▸ **Source text**
Singapore – Exabeam has announced the release of a connected system designed to analyse AI agent behaviour and provide visibility into AI security posture, extending its intelligence and automation capabilities for security operations.
The platform combines AI agent behaviour analytics, unified investigation of AI-related activity, and insight into the security controls governing AI agent use, supporting organisations as AI adoption accelerates.
As AI agents are increasingly deployed across enterprise environments, organisations are encountering risks linked to data exposure, policy circumvention, and unauthorised system changes, often with limited visibility into how or why such actions occur.
“AI agents have the potential to radically transform how businesses operate and serve their customers, but only if they can be governed responsibly,” Pete Harteveld, CEO of Exabeam, stated.
He added, “These new capabilities from Exabeam provide insight and give organisations a path to continuously improve, ensuring we protect our customers, their customers, and the broader ecosystem from emerging AI-driven threats.”
Building on functionality introduced in September 2025 to detect AI agent behaviour through integration with Google Gemini Enterprise, the latest release further advances analytics focused on autonomous AI activity.
The updated system places AI agent behaviour at the centre of detection and investigation, enabling security teams to review AI-related events within a single, timeline-driven view.
It also strengthens organisations’ ability to assess their readiness for AI usage by tracking security posture maturity over time and providing targeted recommendations. Enhanced analytics support more accurate modelling of emerging AI agent behaviours as adoption continues to grow.
“Securing the use of AI and AI agent behaviour requires more than brittle guardrails; it requires understanding what normal behaviour looks like for agents and having the ability to detect risky deviations,” Steve Wilson, chief AI and product officer at Exabeam, commented.
“These capabilities give security teams the behavioural insight needed to identify risk early, investigate AI agent activity quickly, and continuously strengthen resilience as AI usage and agents become integral to enterprise workflows.”
Together, these capabilities are intended to provide security leaders with a structured framework to monitor AI activity, accelerate investigations and strengthen defences as AI agents become embedded in enterprise workflows.
Industry analysts increasingly expect oversight of AI agents to emerge as a distinct security discipline alongside identity, cloud and data protection, reflecting the need for new approaches to secure dynamic, decision-making systems.

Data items
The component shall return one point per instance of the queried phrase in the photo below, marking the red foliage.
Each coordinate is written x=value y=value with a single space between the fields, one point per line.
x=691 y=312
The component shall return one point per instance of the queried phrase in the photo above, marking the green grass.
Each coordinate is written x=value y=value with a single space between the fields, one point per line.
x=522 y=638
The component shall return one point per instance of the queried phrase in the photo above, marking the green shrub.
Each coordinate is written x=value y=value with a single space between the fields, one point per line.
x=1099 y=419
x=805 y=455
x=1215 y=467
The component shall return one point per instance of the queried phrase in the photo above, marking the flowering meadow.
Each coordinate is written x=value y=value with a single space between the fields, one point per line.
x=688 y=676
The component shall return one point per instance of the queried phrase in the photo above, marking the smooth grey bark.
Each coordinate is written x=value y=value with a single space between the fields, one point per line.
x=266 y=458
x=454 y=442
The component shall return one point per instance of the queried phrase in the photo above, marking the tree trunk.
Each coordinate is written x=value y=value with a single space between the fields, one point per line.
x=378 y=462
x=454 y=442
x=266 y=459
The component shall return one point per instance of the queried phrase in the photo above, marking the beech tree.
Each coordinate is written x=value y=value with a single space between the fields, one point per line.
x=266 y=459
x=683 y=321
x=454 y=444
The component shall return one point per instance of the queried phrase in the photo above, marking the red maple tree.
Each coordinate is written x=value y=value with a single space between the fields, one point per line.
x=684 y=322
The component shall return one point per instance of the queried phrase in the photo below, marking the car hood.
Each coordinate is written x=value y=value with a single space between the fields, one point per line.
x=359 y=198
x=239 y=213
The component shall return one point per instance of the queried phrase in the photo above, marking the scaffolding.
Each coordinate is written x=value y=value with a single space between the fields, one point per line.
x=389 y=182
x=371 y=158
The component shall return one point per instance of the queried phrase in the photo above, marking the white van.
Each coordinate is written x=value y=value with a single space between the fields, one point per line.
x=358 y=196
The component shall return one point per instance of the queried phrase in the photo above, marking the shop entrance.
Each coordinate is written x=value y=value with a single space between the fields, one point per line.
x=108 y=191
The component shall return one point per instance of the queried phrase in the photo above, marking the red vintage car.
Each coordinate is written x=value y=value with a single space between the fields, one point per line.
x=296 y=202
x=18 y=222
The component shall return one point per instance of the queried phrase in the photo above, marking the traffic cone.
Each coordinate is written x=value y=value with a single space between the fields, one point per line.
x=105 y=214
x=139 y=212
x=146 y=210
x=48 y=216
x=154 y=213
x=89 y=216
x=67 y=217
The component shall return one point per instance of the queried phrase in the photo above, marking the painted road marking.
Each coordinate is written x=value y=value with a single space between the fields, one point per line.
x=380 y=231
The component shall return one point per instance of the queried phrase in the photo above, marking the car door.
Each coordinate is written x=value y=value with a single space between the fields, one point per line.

▸ **Task item**
Return the passage of the Exabeam announcement starting with "The platform combines" and going on through "AI adoption accelerates.", copied word for word.

▸ **Task output**
The platform combines AI agent behaviour analytics, unified investigation of AI-related activity, and insight into the security controls governing AI agent use, supporting organisations as AI adoption accelerates.